>>

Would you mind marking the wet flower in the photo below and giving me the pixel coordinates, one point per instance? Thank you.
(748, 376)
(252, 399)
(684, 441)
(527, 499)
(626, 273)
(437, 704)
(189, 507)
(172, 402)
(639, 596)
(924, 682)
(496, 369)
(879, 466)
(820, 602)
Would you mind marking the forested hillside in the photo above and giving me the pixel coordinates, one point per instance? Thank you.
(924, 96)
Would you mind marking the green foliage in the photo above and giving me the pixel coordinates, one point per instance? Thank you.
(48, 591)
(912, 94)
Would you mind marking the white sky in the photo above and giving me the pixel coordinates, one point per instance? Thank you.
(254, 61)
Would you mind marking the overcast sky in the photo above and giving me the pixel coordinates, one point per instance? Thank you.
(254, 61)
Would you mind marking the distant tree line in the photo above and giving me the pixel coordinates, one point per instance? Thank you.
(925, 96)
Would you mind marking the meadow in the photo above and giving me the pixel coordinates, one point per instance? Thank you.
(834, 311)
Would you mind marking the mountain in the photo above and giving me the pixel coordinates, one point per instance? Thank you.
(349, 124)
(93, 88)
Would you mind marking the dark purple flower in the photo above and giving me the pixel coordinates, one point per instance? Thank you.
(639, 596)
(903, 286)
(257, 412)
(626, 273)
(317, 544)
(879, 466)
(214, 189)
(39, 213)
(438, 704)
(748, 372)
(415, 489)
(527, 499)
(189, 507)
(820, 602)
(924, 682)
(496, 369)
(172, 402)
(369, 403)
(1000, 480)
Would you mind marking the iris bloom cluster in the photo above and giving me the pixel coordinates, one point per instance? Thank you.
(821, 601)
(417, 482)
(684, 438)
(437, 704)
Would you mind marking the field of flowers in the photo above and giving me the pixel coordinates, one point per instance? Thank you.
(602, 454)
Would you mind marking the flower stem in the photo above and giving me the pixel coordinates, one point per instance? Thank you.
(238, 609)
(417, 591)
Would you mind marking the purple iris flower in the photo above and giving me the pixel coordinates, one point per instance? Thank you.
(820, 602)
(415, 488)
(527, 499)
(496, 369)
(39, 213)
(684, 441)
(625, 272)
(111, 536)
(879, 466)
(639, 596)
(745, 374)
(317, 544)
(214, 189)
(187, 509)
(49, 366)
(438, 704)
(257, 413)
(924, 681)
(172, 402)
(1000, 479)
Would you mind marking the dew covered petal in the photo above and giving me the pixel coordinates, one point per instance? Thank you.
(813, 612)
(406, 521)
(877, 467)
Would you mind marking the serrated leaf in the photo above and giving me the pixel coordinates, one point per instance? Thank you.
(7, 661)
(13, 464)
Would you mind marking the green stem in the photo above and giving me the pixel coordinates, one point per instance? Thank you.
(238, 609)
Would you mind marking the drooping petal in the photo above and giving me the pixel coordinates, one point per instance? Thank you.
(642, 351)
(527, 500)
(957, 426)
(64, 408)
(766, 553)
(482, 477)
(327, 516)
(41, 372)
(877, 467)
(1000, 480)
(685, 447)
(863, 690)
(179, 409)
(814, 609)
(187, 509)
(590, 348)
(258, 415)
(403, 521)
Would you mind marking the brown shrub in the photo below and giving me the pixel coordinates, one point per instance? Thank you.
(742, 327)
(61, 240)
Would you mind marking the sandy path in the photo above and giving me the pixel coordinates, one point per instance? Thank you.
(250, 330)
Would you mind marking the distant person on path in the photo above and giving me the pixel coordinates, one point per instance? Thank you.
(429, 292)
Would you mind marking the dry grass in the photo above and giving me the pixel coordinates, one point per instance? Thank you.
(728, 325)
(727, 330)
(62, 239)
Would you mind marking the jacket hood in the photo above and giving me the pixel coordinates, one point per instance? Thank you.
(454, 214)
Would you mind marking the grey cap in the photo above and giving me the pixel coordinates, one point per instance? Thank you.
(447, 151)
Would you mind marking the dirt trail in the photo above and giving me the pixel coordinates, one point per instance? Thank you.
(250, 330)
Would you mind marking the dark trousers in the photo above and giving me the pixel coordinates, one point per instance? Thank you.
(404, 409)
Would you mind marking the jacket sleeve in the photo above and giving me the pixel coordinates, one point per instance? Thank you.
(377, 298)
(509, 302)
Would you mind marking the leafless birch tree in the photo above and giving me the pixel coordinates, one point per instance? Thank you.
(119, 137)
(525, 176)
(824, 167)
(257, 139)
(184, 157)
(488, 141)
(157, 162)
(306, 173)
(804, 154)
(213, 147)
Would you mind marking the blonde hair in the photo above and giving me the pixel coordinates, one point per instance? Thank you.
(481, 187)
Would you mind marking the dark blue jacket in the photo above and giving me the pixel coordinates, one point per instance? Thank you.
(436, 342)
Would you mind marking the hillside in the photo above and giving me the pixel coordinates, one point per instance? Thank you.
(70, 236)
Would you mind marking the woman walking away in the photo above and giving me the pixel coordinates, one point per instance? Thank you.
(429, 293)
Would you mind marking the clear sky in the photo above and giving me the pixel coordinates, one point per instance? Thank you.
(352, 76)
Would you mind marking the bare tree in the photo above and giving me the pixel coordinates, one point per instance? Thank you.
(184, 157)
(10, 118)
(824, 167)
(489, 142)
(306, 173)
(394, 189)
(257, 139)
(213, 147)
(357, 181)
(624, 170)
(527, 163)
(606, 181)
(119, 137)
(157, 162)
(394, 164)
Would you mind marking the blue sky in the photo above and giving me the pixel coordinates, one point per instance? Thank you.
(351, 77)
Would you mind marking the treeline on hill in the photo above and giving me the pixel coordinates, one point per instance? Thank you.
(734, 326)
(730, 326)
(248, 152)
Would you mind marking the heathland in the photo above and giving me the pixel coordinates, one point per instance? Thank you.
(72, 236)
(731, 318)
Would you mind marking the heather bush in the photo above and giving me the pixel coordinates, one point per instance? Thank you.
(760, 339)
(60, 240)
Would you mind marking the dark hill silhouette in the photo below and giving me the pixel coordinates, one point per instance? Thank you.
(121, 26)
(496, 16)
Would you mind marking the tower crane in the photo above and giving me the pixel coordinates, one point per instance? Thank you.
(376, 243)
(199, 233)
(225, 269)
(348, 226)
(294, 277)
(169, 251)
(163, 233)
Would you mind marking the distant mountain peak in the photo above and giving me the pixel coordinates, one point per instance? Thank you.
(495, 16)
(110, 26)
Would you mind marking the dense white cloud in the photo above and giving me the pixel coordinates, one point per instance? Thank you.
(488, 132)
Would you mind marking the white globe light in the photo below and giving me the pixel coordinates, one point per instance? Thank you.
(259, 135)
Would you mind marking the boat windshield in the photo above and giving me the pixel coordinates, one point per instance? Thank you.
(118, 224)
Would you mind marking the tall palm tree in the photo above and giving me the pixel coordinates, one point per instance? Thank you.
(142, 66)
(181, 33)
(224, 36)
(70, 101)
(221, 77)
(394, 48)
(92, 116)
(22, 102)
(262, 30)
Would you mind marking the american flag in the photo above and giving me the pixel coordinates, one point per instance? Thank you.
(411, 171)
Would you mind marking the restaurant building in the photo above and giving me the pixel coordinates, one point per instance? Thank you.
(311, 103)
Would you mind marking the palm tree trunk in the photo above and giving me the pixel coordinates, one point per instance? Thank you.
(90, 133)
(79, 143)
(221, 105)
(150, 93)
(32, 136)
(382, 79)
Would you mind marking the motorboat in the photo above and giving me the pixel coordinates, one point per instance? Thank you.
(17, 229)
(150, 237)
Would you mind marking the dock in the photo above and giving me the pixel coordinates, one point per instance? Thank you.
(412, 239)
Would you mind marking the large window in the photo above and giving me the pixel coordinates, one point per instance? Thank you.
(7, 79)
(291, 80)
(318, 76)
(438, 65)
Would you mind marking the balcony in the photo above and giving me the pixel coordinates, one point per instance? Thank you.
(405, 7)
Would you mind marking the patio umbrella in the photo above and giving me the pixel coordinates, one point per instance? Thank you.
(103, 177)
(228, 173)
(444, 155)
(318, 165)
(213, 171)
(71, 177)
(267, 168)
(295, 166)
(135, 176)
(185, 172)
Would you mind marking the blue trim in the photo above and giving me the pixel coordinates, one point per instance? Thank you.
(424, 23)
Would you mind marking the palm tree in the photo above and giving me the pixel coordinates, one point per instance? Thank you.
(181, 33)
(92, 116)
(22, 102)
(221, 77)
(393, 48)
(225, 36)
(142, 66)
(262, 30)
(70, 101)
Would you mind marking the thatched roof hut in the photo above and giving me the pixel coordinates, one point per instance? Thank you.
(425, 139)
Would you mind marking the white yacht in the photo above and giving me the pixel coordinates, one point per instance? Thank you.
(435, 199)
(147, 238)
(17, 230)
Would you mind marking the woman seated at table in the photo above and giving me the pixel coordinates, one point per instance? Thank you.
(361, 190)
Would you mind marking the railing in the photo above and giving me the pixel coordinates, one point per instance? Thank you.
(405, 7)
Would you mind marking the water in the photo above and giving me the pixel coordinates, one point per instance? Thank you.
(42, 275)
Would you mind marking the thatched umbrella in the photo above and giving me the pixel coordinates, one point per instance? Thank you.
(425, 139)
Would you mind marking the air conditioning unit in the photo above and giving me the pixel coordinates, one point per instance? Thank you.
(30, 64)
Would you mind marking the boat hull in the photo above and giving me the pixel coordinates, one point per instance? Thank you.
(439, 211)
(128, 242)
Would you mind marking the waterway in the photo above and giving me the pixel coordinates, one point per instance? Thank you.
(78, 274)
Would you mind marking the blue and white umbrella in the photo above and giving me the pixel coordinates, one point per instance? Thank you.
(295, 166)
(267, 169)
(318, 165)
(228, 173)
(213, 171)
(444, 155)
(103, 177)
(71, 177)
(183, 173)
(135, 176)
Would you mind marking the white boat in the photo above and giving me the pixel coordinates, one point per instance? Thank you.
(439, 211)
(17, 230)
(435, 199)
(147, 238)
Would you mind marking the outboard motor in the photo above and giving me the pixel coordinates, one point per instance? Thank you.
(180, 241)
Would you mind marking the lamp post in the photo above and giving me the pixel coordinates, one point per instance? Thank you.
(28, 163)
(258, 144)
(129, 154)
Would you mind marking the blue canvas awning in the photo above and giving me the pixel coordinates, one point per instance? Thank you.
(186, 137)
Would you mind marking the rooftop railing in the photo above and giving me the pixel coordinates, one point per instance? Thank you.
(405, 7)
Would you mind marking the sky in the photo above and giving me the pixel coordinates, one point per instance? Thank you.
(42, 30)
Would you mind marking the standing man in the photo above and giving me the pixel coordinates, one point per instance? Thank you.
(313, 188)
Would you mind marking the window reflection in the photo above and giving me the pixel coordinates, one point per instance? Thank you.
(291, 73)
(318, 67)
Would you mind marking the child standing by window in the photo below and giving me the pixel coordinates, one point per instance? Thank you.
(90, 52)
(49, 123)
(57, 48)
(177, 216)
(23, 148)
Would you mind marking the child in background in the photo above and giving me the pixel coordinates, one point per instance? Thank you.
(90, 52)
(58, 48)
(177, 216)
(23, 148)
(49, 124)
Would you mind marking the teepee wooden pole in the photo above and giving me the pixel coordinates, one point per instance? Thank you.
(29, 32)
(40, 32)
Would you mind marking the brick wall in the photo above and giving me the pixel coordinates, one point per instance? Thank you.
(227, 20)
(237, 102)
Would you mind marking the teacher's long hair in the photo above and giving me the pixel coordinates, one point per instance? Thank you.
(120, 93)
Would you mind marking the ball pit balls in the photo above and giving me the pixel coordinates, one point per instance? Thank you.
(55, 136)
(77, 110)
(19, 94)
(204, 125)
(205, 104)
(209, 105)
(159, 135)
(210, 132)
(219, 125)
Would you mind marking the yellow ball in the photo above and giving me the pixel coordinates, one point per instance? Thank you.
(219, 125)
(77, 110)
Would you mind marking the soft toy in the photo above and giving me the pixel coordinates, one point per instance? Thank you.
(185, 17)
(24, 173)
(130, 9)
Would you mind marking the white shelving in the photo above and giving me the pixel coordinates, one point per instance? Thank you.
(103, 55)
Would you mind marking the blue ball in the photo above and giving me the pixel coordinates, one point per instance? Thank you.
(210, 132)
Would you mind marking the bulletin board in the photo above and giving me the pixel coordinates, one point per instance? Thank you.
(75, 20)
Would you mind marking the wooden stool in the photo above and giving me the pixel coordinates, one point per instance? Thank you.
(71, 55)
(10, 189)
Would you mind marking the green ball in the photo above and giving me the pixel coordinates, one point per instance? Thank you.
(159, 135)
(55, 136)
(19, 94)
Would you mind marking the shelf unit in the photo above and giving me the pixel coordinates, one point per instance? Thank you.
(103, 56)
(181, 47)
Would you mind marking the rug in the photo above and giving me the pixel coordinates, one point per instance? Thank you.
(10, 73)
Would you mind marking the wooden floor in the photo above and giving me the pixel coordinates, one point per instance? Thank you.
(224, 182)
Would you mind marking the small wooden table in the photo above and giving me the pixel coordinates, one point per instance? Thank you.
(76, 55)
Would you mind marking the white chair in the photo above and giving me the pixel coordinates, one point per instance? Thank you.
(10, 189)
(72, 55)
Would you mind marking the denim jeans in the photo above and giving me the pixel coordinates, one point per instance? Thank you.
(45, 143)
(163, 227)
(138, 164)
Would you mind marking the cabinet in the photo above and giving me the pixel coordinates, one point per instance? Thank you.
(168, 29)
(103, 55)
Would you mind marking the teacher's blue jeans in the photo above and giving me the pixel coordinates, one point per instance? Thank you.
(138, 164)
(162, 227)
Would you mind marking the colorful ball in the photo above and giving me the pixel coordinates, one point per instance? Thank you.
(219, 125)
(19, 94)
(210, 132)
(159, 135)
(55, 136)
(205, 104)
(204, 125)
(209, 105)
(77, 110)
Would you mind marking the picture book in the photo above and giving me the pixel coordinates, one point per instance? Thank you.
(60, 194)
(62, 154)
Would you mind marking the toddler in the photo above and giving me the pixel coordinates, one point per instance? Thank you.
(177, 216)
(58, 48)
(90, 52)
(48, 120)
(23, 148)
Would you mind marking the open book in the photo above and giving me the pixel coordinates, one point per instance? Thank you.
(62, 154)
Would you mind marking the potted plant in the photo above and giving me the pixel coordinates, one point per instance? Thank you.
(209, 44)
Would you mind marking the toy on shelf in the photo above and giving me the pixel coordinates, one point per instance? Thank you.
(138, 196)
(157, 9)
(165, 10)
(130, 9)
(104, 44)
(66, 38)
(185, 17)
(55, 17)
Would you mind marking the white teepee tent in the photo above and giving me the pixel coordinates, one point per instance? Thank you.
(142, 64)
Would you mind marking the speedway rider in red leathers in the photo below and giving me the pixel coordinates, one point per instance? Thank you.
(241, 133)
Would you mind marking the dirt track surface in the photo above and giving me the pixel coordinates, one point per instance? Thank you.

<<

### WORK INSTRUCTION
Copy out every line from the one containing "Would you mind marking the colorful" to the end of the material, both ends included.

### COMPLETED EXERCISE
Would you mind marking the colorful ball in the photo above and giving me the pixel coordinates, one point per instance? Thank you.
(219, 125)
(19, 94)
(210, 132)
(159, 135)
(55, 136)
(205, 104)
(204, 125)
(209, 105)
(77, 110)
Would you mind marking the picture book in the photo above and giving me the pixel coordinates, one point per instance? Thank you.
(60, 194)
(62, 154)
Would you mind marking the toddler in the photo above and giving me the pixel coordinates, one point per instance? Thank you.
(177, 216)
(58, 48)
(90, 52)
(48, 120)
(23, 148)
Would you mind marking the open book in the photo above and giving me the pixel coordinates, one point per instance? Thank you.
(62, 154)
Would you mind marking the potted plant in the photo above and giving me the pixel coordinates, one point per instance? Thank you.
(209, 44)
Would you mind marking the toy on shelf in the photo above and giving me the pixel coordinates, one point per instance? Thank you.
(138, 196)
(157, 9)
(165, 10)
(130, 9)
(104, 44)
(66, 38)
(185, 17)
(55, 17)
Would you mind marking the white teepee tent in the photo above and giving me the pixel coordinates, one point per instance? Thank you.
(142, 64)
Would you mind marking the speedway rider in red leathers in the photo below and giving me the pixel coordinates, one point per instance? Thank you.
(241, 133)
Would you mind marking the dirt track surface in the photo above and giving me the pixel coordinates, one point per instance? Thank you.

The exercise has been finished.